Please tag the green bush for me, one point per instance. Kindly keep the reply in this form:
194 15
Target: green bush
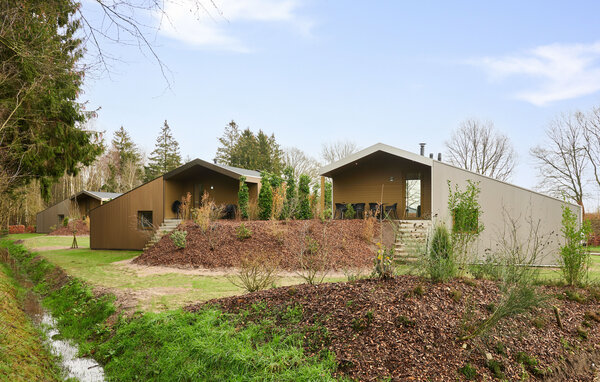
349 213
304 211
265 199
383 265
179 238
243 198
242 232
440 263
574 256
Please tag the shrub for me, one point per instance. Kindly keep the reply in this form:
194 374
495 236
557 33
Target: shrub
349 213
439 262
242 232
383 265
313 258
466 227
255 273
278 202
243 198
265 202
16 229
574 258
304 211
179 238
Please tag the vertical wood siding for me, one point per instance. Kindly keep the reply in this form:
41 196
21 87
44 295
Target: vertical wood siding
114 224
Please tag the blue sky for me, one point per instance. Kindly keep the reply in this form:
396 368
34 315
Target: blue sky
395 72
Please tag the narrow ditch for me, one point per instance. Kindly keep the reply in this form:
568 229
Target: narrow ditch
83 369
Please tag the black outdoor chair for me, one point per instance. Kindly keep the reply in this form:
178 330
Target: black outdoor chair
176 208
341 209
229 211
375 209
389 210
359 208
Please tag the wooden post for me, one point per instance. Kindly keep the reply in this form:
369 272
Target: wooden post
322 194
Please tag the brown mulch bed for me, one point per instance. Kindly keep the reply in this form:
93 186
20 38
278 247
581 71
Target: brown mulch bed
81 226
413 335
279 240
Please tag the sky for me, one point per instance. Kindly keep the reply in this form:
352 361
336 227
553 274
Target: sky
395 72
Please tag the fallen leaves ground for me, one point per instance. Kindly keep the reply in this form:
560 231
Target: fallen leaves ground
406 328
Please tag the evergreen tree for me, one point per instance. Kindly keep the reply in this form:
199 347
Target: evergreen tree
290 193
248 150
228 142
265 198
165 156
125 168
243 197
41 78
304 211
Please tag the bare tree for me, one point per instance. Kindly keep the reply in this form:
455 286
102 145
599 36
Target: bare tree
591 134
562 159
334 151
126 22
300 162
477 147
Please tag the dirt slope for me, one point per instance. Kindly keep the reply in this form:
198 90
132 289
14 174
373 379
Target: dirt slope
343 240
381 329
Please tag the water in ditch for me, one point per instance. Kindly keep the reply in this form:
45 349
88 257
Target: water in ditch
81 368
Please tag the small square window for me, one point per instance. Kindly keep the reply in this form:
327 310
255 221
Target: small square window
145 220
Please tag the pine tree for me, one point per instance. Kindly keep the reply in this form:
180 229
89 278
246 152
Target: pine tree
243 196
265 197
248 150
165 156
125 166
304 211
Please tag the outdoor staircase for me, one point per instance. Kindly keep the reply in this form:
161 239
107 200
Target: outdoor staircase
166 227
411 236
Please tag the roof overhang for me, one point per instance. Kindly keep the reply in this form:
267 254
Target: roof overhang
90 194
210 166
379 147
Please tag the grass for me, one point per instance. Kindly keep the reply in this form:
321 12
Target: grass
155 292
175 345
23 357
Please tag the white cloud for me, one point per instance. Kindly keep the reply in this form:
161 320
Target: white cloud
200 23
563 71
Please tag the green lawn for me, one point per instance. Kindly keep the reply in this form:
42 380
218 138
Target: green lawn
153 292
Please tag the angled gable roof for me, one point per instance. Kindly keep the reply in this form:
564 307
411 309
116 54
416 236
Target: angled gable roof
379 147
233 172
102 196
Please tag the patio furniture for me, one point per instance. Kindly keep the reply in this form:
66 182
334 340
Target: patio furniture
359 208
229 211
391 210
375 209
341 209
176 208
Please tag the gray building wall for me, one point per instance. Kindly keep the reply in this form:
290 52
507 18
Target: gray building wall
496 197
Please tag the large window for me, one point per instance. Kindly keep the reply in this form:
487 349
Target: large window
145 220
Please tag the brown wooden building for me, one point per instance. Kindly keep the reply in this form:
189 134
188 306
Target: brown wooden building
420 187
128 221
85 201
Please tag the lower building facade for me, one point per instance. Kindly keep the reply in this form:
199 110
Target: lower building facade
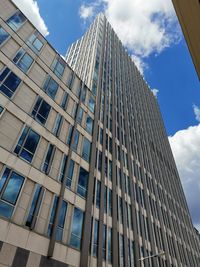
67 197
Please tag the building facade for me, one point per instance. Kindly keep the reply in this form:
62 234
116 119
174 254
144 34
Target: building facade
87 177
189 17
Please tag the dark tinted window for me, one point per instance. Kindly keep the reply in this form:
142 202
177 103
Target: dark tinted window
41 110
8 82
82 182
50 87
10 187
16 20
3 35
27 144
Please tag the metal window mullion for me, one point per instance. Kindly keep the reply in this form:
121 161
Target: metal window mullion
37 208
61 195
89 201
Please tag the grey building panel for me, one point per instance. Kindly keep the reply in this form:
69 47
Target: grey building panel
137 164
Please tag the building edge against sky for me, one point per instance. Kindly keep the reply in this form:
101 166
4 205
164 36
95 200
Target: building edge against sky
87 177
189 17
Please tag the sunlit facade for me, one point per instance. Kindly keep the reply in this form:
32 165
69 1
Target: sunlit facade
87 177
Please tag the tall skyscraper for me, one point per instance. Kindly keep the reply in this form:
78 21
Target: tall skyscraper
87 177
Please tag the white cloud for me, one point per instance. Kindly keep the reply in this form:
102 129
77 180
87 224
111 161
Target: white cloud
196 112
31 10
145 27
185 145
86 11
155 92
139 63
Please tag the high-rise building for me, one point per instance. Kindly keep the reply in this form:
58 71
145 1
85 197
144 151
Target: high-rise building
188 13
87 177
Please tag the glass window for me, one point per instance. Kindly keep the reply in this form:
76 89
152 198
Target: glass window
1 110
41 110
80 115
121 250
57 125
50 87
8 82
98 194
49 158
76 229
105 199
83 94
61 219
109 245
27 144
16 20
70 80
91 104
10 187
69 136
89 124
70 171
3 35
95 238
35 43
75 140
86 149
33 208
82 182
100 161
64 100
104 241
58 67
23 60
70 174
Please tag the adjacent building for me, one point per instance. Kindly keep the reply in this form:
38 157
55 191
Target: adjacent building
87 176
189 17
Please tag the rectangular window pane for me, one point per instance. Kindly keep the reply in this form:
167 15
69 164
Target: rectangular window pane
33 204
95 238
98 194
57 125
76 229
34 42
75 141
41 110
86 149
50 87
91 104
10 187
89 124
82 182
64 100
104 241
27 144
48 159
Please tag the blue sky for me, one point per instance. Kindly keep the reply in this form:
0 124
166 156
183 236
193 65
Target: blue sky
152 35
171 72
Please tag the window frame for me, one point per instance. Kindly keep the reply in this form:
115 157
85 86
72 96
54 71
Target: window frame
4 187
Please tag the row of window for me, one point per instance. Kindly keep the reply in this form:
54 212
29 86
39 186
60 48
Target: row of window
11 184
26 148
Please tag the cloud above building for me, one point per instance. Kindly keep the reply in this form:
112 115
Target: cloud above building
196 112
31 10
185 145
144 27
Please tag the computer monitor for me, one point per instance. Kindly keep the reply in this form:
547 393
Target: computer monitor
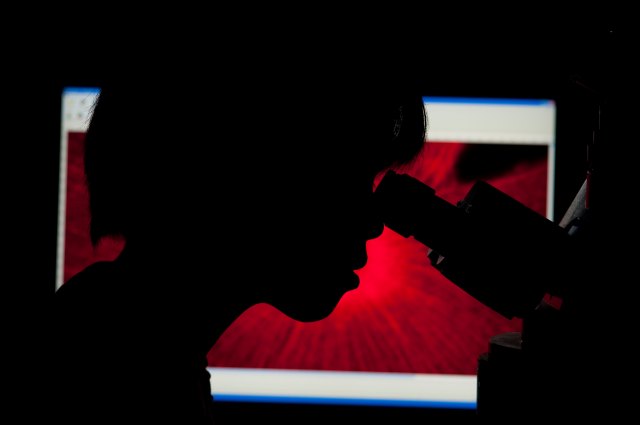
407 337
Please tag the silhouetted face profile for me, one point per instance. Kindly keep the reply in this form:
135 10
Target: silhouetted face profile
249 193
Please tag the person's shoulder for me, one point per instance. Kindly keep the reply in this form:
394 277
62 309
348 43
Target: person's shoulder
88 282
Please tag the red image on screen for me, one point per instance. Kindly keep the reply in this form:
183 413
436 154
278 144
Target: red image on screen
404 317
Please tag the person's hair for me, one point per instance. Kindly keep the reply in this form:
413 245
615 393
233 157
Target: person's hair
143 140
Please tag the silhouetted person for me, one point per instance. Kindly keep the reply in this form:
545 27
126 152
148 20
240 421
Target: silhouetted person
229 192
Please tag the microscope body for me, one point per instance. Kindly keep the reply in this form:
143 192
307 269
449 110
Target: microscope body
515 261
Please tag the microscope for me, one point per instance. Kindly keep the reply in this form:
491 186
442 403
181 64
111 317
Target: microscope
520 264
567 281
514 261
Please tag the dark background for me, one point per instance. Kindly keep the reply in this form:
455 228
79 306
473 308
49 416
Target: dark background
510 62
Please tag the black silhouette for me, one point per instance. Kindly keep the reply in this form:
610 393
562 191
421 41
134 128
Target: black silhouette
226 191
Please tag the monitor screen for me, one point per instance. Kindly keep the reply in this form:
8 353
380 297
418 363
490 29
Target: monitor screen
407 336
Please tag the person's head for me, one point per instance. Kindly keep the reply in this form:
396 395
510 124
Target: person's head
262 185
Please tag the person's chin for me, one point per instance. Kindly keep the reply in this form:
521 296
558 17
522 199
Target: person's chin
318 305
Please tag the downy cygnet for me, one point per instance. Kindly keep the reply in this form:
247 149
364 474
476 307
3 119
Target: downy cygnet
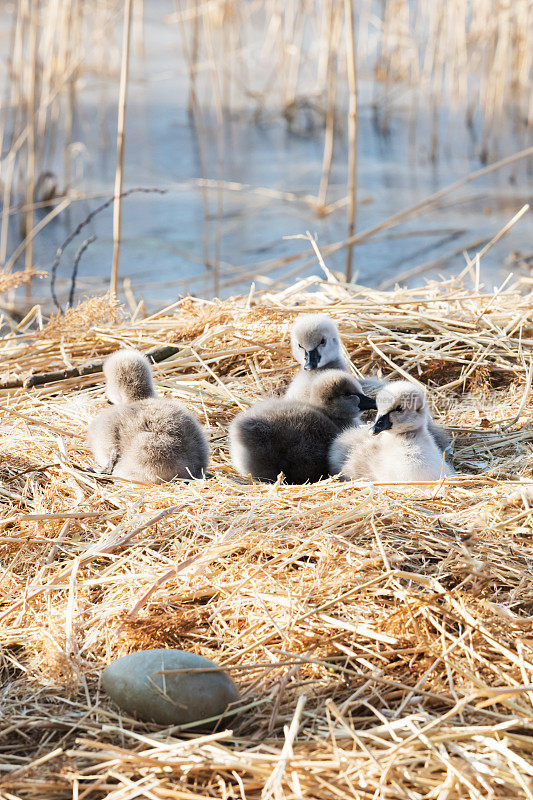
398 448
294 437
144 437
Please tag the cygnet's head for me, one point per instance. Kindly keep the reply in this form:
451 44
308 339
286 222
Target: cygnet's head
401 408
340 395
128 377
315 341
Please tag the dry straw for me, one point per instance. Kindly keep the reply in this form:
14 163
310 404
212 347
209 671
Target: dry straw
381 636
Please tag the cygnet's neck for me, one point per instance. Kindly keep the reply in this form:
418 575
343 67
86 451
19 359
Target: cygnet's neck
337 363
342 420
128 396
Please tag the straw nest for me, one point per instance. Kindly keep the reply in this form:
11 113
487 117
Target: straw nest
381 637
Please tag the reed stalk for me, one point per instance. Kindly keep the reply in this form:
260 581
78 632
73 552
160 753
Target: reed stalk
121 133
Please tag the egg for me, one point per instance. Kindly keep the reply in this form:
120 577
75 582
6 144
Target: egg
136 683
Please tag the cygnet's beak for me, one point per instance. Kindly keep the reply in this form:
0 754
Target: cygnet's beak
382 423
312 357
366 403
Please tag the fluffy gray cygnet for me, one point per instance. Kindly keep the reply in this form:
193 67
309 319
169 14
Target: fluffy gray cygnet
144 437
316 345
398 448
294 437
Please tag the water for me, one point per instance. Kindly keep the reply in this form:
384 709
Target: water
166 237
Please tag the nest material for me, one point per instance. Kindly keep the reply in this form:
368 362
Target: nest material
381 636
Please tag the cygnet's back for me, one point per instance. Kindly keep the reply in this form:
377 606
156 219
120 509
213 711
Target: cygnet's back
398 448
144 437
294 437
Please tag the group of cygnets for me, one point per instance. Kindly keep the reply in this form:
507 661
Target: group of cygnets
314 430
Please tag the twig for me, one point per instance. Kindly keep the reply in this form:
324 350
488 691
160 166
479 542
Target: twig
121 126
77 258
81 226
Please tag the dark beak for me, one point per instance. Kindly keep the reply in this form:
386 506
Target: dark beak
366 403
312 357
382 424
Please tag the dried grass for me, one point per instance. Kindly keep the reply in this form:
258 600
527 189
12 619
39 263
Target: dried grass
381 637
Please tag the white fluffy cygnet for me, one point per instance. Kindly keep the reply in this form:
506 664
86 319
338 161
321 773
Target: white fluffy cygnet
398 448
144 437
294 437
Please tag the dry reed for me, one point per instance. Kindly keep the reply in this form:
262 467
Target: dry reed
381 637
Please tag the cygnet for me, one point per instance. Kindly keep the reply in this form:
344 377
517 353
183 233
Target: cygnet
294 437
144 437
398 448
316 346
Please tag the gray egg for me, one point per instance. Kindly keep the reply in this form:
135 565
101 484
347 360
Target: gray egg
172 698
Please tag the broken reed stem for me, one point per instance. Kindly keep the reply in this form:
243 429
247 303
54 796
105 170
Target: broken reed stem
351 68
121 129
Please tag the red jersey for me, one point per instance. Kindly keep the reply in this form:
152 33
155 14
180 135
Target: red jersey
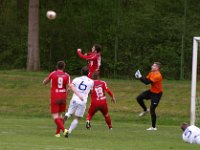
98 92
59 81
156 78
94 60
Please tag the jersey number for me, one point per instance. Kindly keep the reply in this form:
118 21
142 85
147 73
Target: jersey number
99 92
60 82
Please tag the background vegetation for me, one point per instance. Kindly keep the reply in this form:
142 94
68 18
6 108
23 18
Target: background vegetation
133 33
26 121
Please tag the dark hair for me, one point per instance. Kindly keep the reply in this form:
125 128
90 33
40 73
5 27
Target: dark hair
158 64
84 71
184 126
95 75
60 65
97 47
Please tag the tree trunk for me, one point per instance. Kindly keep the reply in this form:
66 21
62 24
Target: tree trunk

----------

### How to complete this task
Look through the records and copy down every line that holds "trunk".

### Answer box
Please tag the tree trunk for me, one point per instance. Kindly keep the reply in this form:
Target: tree trunk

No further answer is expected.